[Data listing]:
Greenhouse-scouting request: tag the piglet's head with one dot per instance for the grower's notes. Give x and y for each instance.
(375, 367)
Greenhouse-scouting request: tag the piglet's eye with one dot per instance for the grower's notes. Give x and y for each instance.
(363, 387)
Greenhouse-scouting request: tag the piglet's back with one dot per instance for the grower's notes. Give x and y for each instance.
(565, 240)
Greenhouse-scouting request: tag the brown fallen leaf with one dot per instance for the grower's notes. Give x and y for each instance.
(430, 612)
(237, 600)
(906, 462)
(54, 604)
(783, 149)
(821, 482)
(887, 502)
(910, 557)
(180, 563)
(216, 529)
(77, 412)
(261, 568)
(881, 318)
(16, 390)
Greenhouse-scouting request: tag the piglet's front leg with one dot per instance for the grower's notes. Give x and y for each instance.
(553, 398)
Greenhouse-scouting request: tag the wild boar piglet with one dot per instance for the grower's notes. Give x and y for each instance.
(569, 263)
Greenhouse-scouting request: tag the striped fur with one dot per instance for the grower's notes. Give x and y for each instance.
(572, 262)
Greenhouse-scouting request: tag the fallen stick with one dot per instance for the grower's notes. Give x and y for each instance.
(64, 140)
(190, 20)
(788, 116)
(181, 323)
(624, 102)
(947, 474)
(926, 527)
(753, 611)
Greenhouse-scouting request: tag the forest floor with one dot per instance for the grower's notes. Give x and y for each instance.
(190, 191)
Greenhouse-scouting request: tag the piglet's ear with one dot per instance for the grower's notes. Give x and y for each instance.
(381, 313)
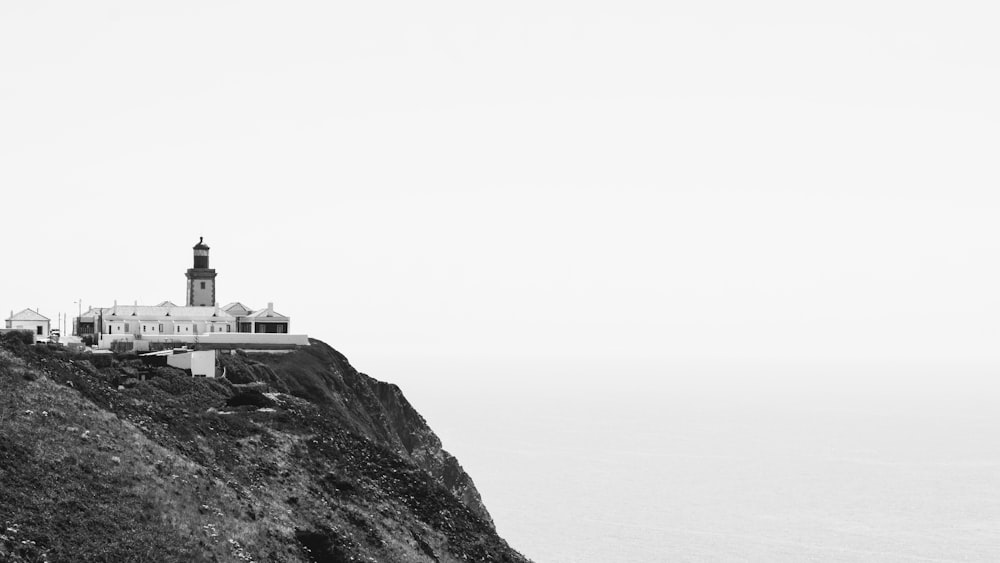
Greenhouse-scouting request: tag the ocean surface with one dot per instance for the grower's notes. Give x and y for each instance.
(599, 463)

[Work required]:
Retype the whole listing, keeping every line identical and omitting all pictures.

[Exercise answer]:
Greenhouse-scouting request: tag the piglet's head with one dot per instance for the grower's notes. Give x and y for each instance.
(375, 367)
Greenhouse-scouting request: tag the piglet's eye with one dot per instance for the grower's notes. Give x and y for each instance.
(363, 387)
Greenhouse-scouting request: tag the piglet's back with one dot per instance for the grower's notes. Give x and y for each instance.
(565, 240)
Greenhouse-scouting request: tag the brown fallen leaf with one dot per instance for the grower's notes. Give x and y for each instance.
(430, 612)
(237, 600)
(906, 462)
(54, 604)
(783, 149)
(821, 482)
(887, 502)
(910, 557)
(180, 563)
(216, 529)
(77, 412)
(261, 568)
(881, 318)
(16, 390)
Greenhouse-scouting request: tag the piglet's front leg with one dot per instance for the grower's notes. Give x and y for each instance.
(553, 398)
Greenhouse-scouting request: tag the wild boar piglet with one dot per instance for the grower's notes. Give x and y for each instance.
(569, 263)
Greenhouse-scouting request: tag the striped fur with one dot per instance for the grower's notes. Give x and y for each instance.
(572, 262)
Greenhouse-scouting request: tag the fallen stick with one dot per instance for the grower's notes. Give x and y for each instance.
(64, 140)
(190, 20)
(788, 116)
(181, 323)
(624, 102)
(947, 474)
(926, 527)
(753, 611)
Greenhouse-scouting request: tag the forest floor with one dot per instance for the grower's notes. Give x and y for each instance.
(190, 191)
Greenhouse-scouting request: tag the piglet's ear with one dot per instance for the grower's notes. Give x and y for each instance.
(381, 313)
Greenhouse-scouting request: tag the ocean surface with one dot per instance for the grower's notes. Give x and y for each instance.
(599, 463)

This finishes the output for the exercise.